== TEXT PASSAGE ==
- - - - - - -
IEEE/The Open Group
This manual page is part of the POSIX Programmer’s Manual. The Linux implementation of this interface may differ (consult the corresponding Linux manual page for details of Linux behavior), or the interface may not be implemented on Linux.
tcgetattr — get the parameters associated with the terminal
int tcgetattr(int fildes, struct termios *termios_p);
The tcgetattr() function shall get the parameters associated with the terminal referred to by fildes and store them in the termios structure referenced by termios_p. The fildes argument is an open file descriptor associated with a terminal.
The termios_p argument is a pointer to a termios structure.
The tcgetattr() operation is allowed from any process.
If the terminal device supports different input and output baud rates, the baud rates stored in the termios structure returned by tcgetattr() shall reflect the actual baud rates, even if they are equal. If differing baud rates are not supported, the rate returned as the output baud rate shall be the actual baud rate. If the terminal device does not support split baud rates, the input baud rate stored in the termios structure shall be the output rate (as one of the symbolic values).
- - - - - - -
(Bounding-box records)
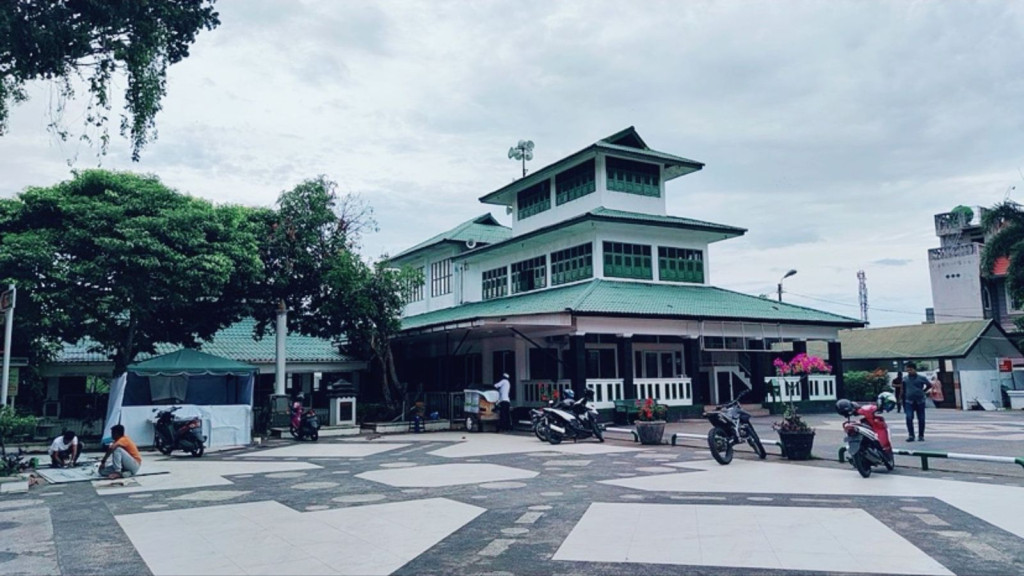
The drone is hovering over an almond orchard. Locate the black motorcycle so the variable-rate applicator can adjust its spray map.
[703,393,768,465]
[153,406,206,458]
[538,390,604,444]
[288,408,319,442]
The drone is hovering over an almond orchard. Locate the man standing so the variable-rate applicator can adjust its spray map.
[903,362,932,442]
[99,424,142,480]
[495,373,512,431]
[47,430,82,468]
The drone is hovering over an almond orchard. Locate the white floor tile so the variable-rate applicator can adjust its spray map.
[356,464,538,488]
[554,502,951,576]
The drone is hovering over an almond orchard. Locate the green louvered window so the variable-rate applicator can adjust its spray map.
[512,256,548,294]
[604,242,653,280]
[657,246,703,284]
[516,180,551,220]
[555,160,597,206]
[551,244,594,286]
[605,157,662,198]
[483,266,509,300]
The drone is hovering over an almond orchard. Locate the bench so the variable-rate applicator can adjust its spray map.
[839,446,1024,470]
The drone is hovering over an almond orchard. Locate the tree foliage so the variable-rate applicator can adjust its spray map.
[0,170,262,376]
[0,0,220,161]
[981,202,1024,327]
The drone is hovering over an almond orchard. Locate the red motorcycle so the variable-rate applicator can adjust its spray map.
[836,392,896,478]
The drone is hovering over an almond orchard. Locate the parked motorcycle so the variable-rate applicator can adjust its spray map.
[836,392,896,478]
[543,390,604,444]
[288,406,319,442]
[703,392,768,465]
[153,406,206,458]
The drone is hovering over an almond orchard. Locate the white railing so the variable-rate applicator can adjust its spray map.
[516,380,572,405]
[587,378,625,409]
[633,376,693,406]
[768,376,802,402]
[807,374,836,400]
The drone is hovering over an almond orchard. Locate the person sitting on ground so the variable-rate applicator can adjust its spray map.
[46,430,82,468]
[99,424,142,480]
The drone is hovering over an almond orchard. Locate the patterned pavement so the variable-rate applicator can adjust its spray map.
[0,414,1024,576]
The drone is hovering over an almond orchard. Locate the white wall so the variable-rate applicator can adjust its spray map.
[929,242,984,323]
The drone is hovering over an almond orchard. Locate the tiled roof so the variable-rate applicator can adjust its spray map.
[590,207,746,235]
[55,319,352,364]
[839,320,992,360]
[391,213,512,260]
[402,279,860,330]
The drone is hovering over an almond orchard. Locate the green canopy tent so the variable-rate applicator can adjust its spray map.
[104,348,259,447]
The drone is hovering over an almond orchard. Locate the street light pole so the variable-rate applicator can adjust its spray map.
[778,270,797,302]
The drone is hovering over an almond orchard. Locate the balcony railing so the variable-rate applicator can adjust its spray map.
[928,243,981,260]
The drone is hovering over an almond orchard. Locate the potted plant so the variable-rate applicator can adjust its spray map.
[635,398,669,445]
[772,354,831,460]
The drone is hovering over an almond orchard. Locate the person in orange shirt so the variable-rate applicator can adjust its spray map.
[99,424,142,480]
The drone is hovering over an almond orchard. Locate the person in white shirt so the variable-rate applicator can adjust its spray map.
[47,430,82,468]
[495,373,512,431]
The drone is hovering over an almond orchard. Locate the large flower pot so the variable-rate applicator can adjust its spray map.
[778,430,814,460]
[636,420,665,445]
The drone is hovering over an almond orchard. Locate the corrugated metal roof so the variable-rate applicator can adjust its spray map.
[839,320,992,360]
[402,279,860,330]
[55,319,352,364]
[391,213,512,261]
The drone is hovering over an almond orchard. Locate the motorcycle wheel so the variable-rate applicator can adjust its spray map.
[548,427,562,446]
[153,435,174,456]
[853,454,871,478]
[534,418,548,442]
[708,428,732,466]
[743,424,768,460]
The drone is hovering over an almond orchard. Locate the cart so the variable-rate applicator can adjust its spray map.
[462,389,499,431]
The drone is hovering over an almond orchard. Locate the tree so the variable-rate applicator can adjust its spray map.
[0,170,261,376]
[981,202,1024,328]
[0,0,220,161]
[252,175,376,336]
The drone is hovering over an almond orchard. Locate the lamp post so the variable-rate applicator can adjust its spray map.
[778,270,797,302]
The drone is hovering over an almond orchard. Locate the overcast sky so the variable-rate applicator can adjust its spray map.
[0,0,1024,326]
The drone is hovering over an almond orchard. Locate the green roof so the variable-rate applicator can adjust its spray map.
[401,279,861,330]
[391,213,512,261]
[465,206,746,256]
[480,126,703,206]
[128,348,259,376]
[55,318,360,364]
[839,320,992,360]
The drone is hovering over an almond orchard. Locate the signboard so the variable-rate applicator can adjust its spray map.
[995,358,1014,372]
[0,288,14,312]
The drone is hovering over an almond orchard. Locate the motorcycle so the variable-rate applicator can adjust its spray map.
[703,392,768,465]
[836,393,896,478]
[538,390,604,445]
[288,406,319,442]
[153,406,206,458]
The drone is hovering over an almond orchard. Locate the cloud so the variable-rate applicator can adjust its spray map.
[0,0,1024,325]
[871,258,913,266]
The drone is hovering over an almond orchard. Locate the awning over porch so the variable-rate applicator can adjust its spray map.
[401,279,863,333]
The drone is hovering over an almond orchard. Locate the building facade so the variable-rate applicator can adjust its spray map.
[391,127,862,408]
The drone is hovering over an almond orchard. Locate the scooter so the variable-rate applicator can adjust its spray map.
[544,390,604,445]
[153,406,206,458]
[703,390,768,465]
[288,406,319,442]
[836,393,896,478]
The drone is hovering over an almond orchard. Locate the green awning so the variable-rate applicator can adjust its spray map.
[128,348,259,376]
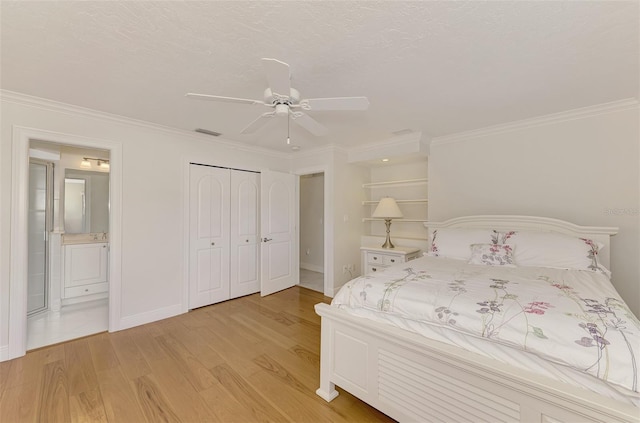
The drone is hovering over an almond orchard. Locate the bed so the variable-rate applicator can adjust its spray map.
[315,216,640,422]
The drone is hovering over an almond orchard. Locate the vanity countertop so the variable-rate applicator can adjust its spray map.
[62,232,109,245]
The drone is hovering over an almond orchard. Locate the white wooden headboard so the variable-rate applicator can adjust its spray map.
[424,215,618,270]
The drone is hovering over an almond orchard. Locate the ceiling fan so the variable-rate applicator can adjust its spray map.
[186,58,369,136]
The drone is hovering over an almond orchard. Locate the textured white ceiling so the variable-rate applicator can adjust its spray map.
[0,1,640,151]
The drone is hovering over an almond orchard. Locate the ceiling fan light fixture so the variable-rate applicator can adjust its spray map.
[186,58,369,137]
[276,104,289,116]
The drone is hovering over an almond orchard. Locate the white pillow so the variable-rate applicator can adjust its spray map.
[428,228,497,261]
[469,244,516,267]
[500,231,610,275]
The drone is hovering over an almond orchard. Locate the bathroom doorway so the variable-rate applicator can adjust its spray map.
[298,172,325,293]
[8,126,122,360]
[26,140,109,350]
[27,158,53,316]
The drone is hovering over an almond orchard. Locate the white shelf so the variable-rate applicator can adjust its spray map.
[362,217,428,223]
[362,198,428,206]
[362,178,427,188]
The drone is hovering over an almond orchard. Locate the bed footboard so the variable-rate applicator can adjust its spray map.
[315,304,640,422]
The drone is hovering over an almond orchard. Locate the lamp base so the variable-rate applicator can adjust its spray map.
[382,219,395,248]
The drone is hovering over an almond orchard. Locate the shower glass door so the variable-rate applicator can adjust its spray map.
[27,159,53,315]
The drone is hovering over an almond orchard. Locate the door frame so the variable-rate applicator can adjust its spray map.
[294,165,334,297]
[27,157,53,316]
[7,125,122,359]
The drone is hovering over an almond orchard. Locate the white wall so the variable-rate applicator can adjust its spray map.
[429,102,640,316]
[0,95,290,358]
[300,173,324,273]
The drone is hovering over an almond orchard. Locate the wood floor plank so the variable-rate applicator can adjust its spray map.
[0,287,392,423]
[211,364,289,422]
[130,323,168,363]
[0,382,40,423]
[64,338,99,395]
[98,367,145,422]
[5,350,45,389]
[38,360,71,422]
[110,330,151,379]
[87,332,120,372]
[151,359,223,422]
[133,376,180,423]
[156,334,216,391]
[198,384,256,423]
[69,389,108,423]
[0,361,12,400]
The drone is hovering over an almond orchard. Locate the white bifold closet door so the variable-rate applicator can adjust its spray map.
[230,171,260,298]
[189,165,260,308]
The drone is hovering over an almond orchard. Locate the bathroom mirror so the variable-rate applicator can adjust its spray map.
[64,169,109,234]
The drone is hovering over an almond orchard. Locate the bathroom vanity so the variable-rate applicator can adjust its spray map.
[62,234,109,299]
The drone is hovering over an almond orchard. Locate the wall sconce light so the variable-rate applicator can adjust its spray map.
[371,197,403,248]
[80,157,109,170]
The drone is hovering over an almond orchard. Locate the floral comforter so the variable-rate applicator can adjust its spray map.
[332,257,640,392]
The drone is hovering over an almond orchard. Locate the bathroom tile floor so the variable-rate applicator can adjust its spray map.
[27,299,109,350]
[298,269,324,292]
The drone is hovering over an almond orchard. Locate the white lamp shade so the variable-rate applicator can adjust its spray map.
[371,197,403,219]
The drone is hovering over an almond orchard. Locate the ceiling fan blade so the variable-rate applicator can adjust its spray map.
[185,93,264,104]
[240,111,276,134]
[262,58,291,97]
[300,97,369,111]
[291,112,329,137]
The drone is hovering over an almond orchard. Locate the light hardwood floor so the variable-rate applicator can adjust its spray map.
[0,286,392,423]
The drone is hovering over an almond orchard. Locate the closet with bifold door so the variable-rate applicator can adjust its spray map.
[189,163,260,309]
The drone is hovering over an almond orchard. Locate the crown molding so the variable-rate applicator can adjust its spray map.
[431,98,640,146]
[0,89,290,159]
[348,131,429,163]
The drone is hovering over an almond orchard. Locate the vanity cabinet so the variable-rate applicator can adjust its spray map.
[62,243,109,298]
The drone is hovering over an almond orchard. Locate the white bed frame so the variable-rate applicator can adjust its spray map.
[315,215,640,423]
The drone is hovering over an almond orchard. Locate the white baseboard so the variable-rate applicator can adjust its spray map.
[117,304,183,330]
[0,345,9,361]
[300,262,324,273]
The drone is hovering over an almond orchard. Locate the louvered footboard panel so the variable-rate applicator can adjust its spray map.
[378,350,520,422]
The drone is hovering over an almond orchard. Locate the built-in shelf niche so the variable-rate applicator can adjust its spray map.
[362,160,428,240]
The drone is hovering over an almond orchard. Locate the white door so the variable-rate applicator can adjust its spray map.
[189,165,230,308]
[230,171,260,298]
[260,171,299,296]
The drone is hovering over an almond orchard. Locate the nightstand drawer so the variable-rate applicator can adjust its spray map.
[366,253,385,264]
[360,247,420,275]
[365,264,386,275]
[64,282,109,298]
[382,255,404,266]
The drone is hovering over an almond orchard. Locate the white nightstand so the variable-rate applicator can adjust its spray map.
[360,247,420,275]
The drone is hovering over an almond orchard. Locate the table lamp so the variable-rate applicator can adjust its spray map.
[371,197,402,248]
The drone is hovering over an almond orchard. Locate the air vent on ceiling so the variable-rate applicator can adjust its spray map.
[196,128,222,137]
[392,128,413,135]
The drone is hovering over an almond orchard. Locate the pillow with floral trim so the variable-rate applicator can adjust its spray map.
[500,231,611,277]
[469,244,516,267]
[428,228,495,261]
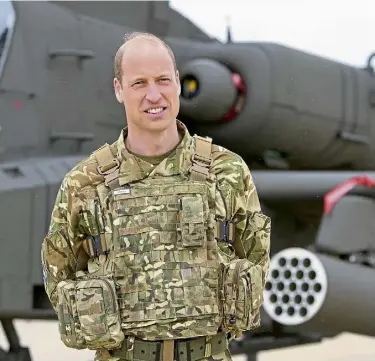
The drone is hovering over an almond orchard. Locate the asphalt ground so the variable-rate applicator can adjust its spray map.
[0,320,375,361]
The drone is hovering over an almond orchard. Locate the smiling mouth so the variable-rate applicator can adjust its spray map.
[145,107,167,114]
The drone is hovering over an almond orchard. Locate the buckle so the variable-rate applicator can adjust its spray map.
[191,153,212,168]
[96,158,120,175]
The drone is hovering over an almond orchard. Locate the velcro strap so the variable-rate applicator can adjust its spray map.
[215,220,236,243]
[194,135,212,165]
[163,340,174,361]
[83,234,108,258]
[94,144,120,188]
[190,135,212,181]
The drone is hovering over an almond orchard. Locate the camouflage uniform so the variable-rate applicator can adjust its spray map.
[41,121,270,361]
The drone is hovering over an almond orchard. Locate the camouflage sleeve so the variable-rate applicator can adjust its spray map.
[41,178,88,311]
[216,153,271,289]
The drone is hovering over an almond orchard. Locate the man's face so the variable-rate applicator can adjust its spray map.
[114,39,180,132]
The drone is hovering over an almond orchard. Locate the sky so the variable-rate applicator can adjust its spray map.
[170,0,375,67]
- - - - - - -
== ACTIONS TO TAKE ==
• 1. Quote the tcgetattr manual page word for word, starting at "tcgetattr — get" and ending at "from any process.".
• 2. According to the tcgetattr manual page, why can the input baud rate stored in the termios structure be the same as the output rate?
• 3. Carry on the tcgetattr manual page from its last sentence.
The listing plays no part in this.

== THE REPLIES ==
• 1.
tcgetattr — get the parameters associated with the terminal
int tcgetattr(int fildes, struct termios *termios_p);
The tcgetattr() function shall get the parameters associated with the terminal referred to by fildes and store them in the termios structure referenced by termios_p. The fildes argument is an open file descriptor associated with a terminal.
The termios_p argument is a pointer to a termios structure.
The tcgetattr() operation is allowed from any process.

• 2. When the terminal device does not support split baud rates, the input baud rate stored in the termios structure is the output rate, given as one of the symbolic values. So the two rates match because the device cannot keep separate input and output rates.

• 3.
Upon successful completion, 0 shall be returned. Otherwise, -1 shall be returned and errno set to indicate the error.
The tcgetattr() function shall fail if:
The following sections are informative.
|EBADF||The fildes argument is not a valid file descriptor.|
|ENOTTY||The file associated with fildes is not a terminal.|
Care must be taken when changing the terminal attributes. Applications should always do a tcgetattr(), save the termios structure values returned, and then do a tcsetattr(), changing only the necessary fields. The application should use the values saved from the tcgetattr() to reset the terminal state whenever it is done with the terminal. This is necessary because terminal attributes apply to the underlying port and not to each individual open instance; that is, all processes that have used the terminal see the latest attribute changes.
A program that uses these functions should be written to catch all signals and take other appropriate actions to ensure that when the program terminates, whether planned or not, the terminal device’s state is restored to its original state.
Existing practice dealing with error returns when only part of a request can be honored is based on calls to the ioctl() function. In historical BSD and System V implementations, the corresponding ioctl() returns zero if the requested actions were semantically correct, even if some of the requested changes could not be made. Many existing applications assume this behavior and would no longer work correctly if the return value were changed from zero to -1 in this case.
Note that either specification has a problem. When zero is returned, it implies everything succeeded even if some of the changes were not made. When -1 is returned, it implies everything failed even though some of the changes were made.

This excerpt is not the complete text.